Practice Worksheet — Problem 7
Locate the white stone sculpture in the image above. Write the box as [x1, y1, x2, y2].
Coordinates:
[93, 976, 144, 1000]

┄┄┄┄┄┄┄┄┄┄

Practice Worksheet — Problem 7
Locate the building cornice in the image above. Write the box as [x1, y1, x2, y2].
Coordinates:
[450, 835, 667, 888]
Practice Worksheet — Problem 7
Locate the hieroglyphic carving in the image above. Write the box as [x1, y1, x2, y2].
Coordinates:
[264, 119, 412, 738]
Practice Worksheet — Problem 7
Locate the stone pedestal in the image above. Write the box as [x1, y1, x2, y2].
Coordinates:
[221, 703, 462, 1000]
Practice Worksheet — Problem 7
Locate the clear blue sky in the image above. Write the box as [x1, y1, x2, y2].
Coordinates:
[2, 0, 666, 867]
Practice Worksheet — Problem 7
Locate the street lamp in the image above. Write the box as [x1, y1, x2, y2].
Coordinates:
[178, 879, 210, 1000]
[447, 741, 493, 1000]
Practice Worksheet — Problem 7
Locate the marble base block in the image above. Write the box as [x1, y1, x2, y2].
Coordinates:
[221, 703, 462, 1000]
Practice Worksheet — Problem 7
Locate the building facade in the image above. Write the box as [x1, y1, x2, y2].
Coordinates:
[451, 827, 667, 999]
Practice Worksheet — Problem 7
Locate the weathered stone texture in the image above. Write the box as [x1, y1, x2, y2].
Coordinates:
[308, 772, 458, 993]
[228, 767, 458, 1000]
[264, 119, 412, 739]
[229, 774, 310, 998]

┄┄┄┄┄┄┄┄┄┄

→ PROBLEM TO SOLVE
Go through the records above. Copy each line in which the string "stone" appears.

→ THE ANSWER
Locate the white stone sculpture in the image above. Write the box as [x1, y1, x2, y2].
Locate the stone pedestal in the image above. Write the box as [x1, y1, x2, y2].
Locate the weathered stone texture in the image above. Write the box as [x1, y1, x2, y2].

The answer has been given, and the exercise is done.